→ **THE EXERCISE**: Identify the line in which "Tag the flat" appears, then reproduce that line and all remaining lines of the records word for word.

____________________

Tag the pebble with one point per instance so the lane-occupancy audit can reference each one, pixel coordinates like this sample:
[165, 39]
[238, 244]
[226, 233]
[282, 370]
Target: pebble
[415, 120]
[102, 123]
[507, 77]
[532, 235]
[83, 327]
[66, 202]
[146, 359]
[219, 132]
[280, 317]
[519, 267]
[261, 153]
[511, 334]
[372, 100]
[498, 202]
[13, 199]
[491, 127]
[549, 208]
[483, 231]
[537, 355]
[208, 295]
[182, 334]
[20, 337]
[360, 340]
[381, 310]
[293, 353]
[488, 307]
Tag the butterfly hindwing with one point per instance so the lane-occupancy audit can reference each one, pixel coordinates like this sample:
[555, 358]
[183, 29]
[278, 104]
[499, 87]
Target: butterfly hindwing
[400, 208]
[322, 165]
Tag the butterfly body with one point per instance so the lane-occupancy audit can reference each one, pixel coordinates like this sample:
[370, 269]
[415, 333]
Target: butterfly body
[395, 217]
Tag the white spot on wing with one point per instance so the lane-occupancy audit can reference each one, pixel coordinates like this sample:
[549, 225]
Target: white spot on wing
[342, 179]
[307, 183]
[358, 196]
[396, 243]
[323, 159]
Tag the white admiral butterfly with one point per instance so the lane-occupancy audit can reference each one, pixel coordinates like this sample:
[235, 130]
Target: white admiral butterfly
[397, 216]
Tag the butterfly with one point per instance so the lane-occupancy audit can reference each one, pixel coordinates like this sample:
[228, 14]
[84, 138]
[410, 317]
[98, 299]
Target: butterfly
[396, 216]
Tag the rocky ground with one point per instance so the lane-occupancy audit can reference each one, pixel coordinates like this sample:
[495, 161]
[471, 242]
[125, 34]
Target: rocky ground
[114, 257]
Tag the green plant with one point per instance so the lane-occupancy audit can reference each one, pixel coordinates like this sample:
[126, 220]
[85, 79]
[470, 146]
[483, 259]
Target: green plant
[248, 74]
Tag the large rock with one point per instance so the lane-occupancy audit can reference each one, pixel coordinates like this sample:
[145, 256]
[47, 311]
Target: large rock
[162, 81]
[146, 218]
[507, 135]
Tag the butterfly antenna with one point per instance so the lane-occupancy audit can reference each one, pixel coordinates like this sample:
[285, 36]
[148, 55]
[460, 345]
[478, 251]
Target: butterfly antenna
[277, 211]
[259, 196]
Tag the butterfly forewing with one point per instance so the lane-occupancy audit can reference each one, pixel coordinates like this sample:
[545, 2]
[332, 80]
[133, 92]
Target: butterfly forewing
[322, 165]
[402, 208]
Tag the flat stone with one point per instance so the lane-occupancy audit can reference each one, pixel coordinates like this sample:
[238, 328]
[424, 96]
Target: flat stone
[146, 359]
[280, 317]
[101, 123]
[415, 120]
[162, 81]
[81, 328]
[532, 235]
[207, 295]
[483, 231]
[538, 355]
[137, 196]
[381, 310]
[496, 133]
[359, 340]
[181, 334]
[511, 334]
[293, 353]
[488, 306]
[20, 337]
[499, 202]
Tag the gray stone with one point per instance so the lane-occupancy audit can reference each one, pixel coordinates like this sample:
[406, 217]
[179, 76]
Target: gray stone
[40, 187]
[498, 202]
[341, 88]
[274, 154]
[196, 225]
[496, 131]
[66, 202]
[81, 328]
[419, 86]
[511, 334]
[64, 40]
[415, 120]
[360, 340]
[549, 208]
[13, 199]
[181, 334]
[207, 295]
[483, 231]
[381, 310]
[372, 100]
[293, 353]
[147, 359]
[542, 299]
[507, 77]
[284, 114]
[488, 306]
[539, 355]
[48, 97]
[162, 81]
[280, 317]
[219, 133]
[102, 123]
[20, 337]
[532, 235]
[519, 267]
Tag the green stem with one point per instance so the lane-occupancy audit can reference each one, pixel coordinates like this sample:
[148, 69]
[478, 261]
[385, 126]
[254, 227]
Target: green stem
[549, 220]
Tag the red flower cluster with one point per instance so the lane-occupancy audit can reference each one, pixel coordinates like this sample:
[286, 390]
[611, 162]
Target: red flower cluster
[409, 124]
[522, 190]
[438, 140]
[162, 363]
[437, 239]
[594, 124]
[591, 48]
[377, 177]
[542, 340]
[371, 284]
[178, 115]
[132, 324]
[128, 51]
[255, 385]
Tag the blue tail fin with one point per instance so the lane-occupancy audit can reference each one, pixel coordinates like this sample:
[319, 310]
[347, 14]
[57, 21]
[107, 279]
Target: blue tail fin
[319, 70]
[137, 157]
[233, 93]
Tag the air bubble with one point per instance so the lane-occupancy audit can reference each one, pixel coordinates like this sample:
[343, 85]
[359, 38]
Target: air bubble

____________________

→ **EXERCISE ANSWER**:
Tag the flat stone with one point per instance so the lane-occupancy audit can reference each one, pixel coordinates like this sample:
[238, 328]
[424, 96]
Target: flat stone
[146, 359]
[280, 317]
[101, 123]
[415, 120]
[162, 81]
[81, 328]
[532, 235]
[207, 295]
[483, 231]
[538, 355]
[137, 196]
[381, 310]
[496, 133]
[359, 340]
[181, 334]
[511, 334]
[293, 353]
[488, 306]
[20, 337]
[499, 202]
Tag the gray stone with one point per instance so the lane-occupancy audit can reference each one, pixel coordinates like this sample:
[406, 217]
[179, 76]
Target: gray stone
[40, 187]
[498, 202]
[341, 88]
[274, 154]
[196, 225]
[496, 131]
[66, 202]
[81, 328]
[419, 86]
[511, 334]
[64, 40]
[415, 120]
[360, 340]
[549, 208]
[13, 199]
[181, 334]
[207, 295]
[483, 231]
[381, 310]
[372, 100]
[293, 353]
[147, 359]
[542, 299]
[507, 77]
[284, 114]
[488, 306]
[539, 355]
[48, 97]
[162, 81]
[280, 317]
[219, 133]
[102, 123]
[20, 337]
[532, 235]
[519, 267]
Tag the green stem with one point per instance so the lane-occupancy audit can reference each one, pixel coordinates like this sample:
[148, 69]
[478, 261]
[385, 126]
[254, 227]
Target: green stem
[549, 220]
Tag the red flower cluster with one point per instance so the lane-occupancy audit can reference each one, pixel coordinates like this sample:
[286, 390]
[611, 162]
Target: red flower cluster
[409, 124]
[522, 190]
[438, 140]
[162, 363]
[437, 239]
[594, 124]
[591, 48]
[377, 177]
[542, 340]
[371, 284]
[178, 115]
[132, 324]
[128, 51]
[255, 385]
Tag the blue tail fin with one point per instance so the lane-occupancy audit can reference each one, pixel coordinates like this sample:
[319, 310]
[347, 14]
[57, 21]
[107, 279]
Target: blue tail fin
[319, 70]
[137, 157]
[233, 93]
Tag the air bubble with one point per instance so the lane-occupancy audit can reference each one, pixel coordinates like this sample:
[343, 85]
[359, 38]
Target: air bubble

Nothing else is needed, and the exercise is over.